> **READING TEXT**
* BEGIN *
W I T N E S S E T H:
A. The Company
has outstanding approximately 36,069,753 1 shares of
Common Stock (as defined below).
B. The
Stockholders are currently the Beneficial Owners in the aggregate
of 4,641,464 shares of the Common Stock, par value $.001 per share
of the Company.
C. The Company
is willing to purchase 1,000,000 of such shares on the condition
that the Stockholders execute and deliver this Agreement to the
Company.
NOW, THEREFORE, in consideration of the premises,
covenants and agreements contained herein, and for other good and
valuable consideration, the receipt and sufficiency of which are
hereby acknowledged, each party hereto (“
Party ”),
intending to be legally bound, hereby agrees as follows:
DEFINITIONS AND CONSTRUCTION
Section
1.1 Certain Definitions . As used in this
Agreement, the following terms will have the meanings specified
below:
“ Affiliate ” has the meaning set
forth in Rule 12b-2 of the General Rules and Regulations under the
Exchange Act.
* END *
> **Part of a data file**
* BEGIN *
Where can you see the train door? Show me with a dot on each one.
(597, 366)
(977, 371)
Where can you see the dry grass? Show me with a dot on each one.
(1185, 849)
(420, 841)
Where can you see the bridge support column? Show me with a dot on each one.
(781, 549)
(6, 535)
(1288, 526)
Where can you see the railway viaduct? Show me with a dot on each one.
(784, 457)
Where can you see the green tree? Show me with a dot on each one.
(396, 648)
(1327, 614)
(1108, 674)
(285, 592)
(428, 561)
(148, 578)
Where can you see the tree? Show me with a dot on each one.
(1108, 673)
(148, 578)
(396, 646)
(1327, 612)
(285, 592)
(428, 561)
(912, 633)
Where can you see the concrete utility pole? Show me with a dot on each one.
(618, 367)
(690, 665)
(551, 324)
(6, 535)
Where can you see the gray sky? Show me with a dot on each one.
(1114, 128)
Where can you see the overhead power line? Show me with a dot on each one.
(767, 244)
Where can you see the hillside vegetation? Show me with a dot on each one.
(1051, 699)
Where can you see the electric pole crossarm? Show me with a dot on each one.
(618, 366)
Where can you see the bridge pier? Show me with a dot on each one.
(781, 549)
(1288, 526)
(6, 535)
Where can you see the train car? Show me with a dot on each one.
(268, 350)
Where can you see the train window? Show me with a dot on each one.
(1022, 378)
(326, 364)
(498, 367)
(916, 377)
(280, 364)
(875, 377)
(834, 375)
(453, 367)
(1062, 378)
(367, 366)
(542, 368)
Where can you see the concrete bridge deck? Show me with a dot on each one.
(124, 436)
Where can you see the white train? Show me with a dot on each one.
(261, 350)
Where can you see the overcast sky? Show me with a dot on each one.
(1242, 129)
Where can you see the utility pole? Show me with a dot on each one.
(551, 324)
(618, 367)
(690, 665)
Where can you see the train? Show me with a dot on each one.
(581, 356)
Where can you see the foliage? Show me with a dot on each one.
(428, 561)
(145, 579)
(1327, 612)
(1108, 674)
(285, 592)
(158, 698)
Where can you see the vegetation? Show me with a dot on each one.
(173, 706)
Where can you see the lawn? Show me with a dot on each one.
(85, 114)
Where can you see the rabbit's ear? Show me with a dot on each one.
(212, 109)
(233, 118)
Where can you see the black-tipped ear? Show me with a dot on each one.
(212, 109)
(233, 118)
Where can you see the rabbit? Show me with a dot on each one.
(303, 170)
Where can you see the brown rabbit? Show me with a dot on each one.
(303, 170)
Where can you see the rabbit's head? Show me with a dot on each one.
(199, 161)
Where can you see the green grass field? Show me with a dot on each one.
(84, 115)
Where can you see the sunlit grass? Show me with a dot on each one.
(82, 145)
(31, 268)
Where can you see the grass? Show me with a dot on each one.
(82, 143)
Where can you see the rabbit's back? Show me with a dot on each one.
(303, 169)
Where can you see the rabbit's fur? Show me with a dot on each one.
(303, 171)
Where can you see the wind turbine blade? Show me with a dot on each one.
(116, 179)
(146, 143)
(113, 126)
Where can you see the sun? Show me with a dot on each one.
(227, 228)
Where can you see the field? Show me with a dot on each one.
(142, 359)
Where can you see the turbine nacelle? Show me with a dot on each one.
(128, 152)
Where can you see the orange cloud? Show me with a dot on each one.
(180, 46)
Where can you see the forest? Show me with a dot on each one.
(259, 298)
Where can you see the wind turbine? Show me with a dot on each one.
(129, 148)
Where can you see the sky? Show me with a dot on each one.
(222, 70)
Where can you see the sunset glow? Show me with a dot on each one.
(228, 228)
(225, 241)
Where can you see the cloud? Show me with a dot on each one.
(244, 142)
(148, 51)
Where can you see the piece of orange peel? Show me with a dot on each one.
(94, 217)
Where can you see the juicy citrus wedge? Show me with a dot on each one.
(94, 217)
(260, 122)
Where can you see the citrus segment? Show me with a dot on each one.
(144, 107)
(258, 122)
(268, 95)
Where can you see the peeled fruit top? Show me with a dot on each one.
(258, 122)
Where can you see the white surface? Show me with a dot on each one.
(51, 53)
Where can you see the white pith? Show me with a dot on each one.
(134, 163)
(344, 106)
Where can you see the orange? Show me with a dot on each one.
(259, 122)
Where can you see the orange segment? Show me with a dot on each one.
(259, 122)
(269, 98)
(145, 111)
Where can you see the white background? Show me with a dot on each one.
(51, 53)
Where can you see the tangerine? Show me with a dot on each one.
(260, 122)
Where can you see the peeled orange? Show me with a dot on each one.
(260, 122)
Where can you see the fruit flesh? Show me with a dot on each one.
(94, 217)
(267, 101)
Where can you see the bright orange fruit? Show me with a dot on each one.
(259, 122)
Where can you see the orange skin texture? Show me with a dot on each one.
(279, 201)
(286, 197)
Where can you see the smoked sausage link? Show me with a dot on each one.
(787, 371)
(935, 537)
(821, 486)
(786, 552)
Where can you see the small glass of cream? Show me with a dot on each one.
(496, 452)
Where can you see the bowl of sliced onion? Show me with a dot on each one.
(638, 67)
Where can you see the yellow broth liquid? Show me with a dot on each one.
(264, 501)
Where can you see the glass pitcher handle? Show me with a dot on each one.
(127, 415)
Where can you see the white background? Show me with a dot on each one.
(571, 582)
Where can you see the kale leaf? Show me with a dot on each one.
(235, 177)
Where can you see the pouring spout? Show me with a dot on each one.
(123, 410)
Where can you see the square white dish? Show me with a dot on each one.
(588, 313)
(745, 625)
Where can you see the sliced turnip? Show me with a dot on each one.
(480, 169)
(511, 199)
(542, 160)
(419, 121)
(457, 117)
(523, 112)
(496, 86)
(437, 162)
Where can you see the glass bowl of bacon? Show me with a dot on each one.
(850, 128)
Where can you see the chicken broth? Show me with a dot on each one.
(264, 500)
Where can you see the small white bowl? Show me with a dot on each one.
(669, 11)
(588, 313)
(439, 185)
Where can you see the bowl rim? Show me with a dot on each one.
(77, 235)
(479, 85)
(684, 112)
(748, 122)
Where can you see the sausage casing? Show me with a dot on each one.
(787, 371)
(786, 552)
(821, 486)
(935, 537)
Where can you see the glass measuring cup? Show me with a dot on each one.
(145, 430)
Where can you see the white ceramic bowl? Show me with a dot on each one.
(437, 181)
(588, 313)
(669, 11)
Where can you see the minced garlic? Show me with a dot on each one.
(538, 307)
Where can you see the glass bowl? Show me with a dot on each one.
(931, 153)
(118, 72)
* END *
> **WHAT TO DO**
Could you print the part of the agreement text that opens with the words containing "W I T N E S" and closes with "of the Company."?

> **SOLUTION**
W I T N E S S E T H:
A. The Company
has outstanding approximately 36,069,753 1 shares of
Common Stock (as defined below).
B. The
Stockholders are currently the Beneficial Owners in the aggregate
of 4,641,464 shares of the Common Stock, par value $.001 per share
of the Company.